>> BEGIN Task material

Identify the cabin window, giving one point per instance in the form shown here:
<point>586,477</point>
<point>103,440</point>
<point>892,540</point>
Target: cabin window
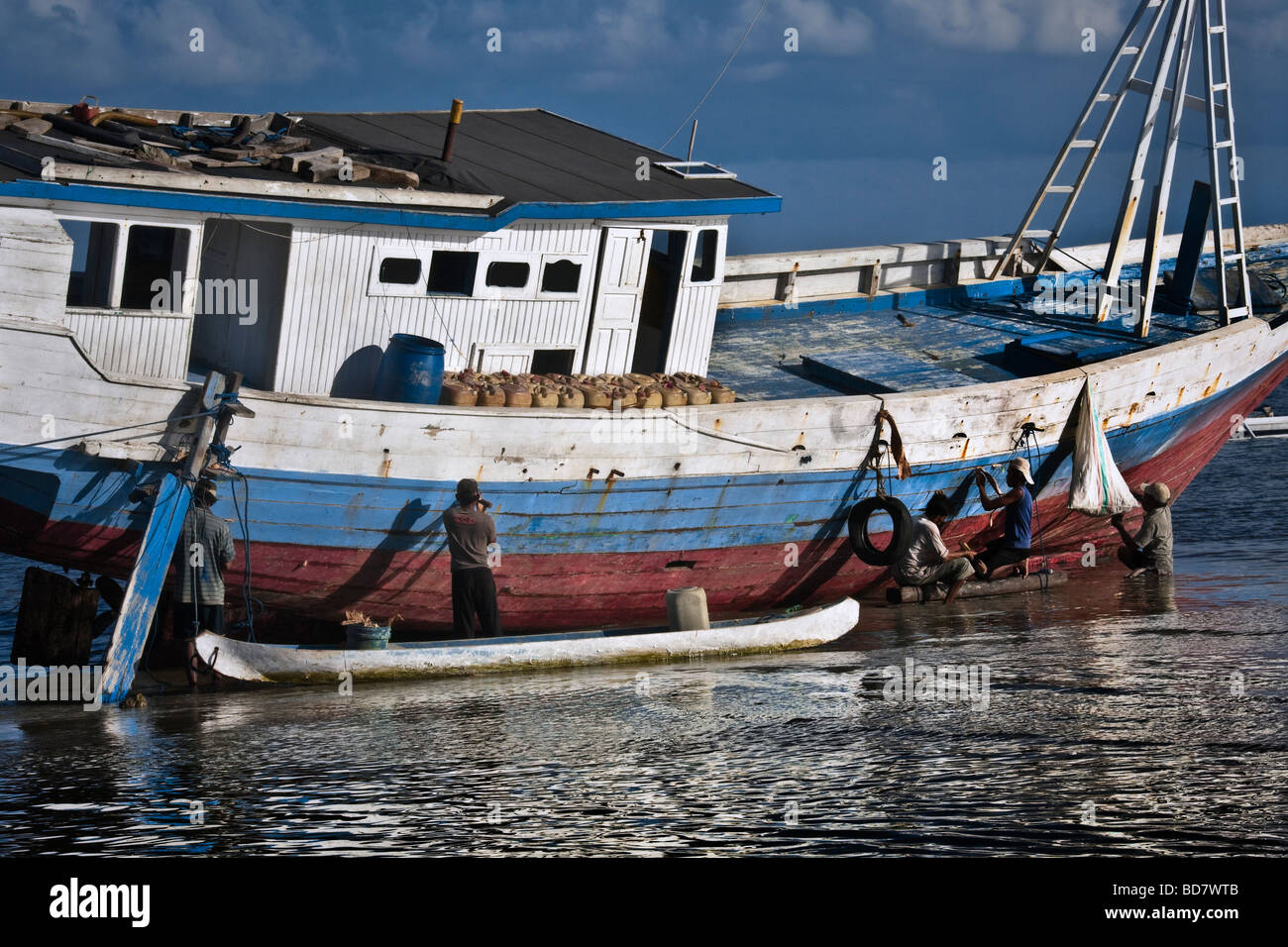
<point>704,257</point>
<point>552,363</point>
<point>452,272</point>
<point>399,269</point>
<point>561,275</point>
<point>93,252</point>
<point>509,274</point>
<point>151,254</point>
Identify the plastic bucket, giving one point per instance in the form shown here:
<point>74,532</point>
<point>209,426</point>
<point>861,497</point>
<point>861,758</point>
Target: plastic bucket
<point>361,638</point>
<point>411,369</point>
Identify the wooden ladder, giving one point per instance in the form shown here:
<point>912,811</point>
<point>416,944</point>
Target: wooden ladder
<point>1216,65</point>
<point>1129,52</point>
<point>1175,55</point>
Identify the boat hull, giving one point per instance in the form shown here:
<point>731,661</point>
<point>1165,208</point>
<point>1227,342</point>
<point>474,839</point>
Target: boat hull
<point>336,523</point>
<point>300,665</point>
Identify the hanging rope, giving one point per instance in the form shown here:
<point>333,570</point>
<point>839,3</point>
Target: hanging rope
<point>897,457</point>
<point>114,431</point>
<point>1028,440</point>
<point>716,80</point>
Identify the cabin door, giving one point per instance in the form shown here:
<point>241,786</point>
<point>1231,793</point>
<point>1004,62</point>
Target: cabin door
<point>618,294</point>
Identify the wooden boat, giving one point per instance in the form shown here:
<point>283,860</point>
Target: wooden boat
<point>979,350</point>
<point>1035,581</point>
<point>297,664</point>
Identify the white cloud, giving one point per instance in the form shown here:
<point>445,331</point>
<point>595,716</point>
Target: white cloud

>> END Task material

**What is being asked**:
Take the listing above and restate it word for word, without its pictures.

**Complete response**:
Identify the cabin window, giving one point per instance in the form shown here:
<point>586,477</point>
<point>103,440</point>
<point>892,540</point>
Target: cabin window
<point>704,257</point>
<point>552,363</point>
<point>452,272</point>
<point>399,269</point>
<point>561,275</point>
<point>93,252</point>
<point>509,274</point>
<point>151,254</point>
Identify the plastic bucket, giving one point per instance in the form shown here:
<point>74,532</point>
<point>209,426</point>
<point>861,497</point>
<point>861,758</point>
Target: plastic bucket
<point>361,638</point>
<point>411,369</point>
Identify the wooden ladder, giving one point per instance in the form shown here:
<point>912,811</point>
<point>416,944</point>
Target: wooden ladder
<point>1216,65</point>
<point>1129,52</point>
<point>1175,55</point>
Identify the boat hull, giving one point per instance in the form shown here:
<point>731,661</point>
<point>1165,208</point>
<point>1227,342</point>
<point>474,839</point>
Target: boat hull
<point>336,523</point>
<point>300,665</point>
Identify the hanging rope, giving one point per instance in the form shown here:
<point>333,570</point>
<point>839,3</point>
Target: hanging rope
<point>897,457</point>
<point>114,431</point>
<point>1028,440</point>
<point>716,80</point>
Identify the cabin door, giving one point per instance in the form shown here:
<point>241,786</point>
<point>1231,793</point>
<point>1004,62</point>
Target: cabin door
<point>618,294</point>
Identify the wooden boat, giving one point per instance in the form shown here:
<point>283,860</point>
Target: wooden boat
<point>979,350</point>
<point>1035,581</point>
<point>297,664</point>
Identify the white cloud, giving one point per instance in the form shown here:
<point>445,331</point>
<point>595,716</point>
Target: white cloud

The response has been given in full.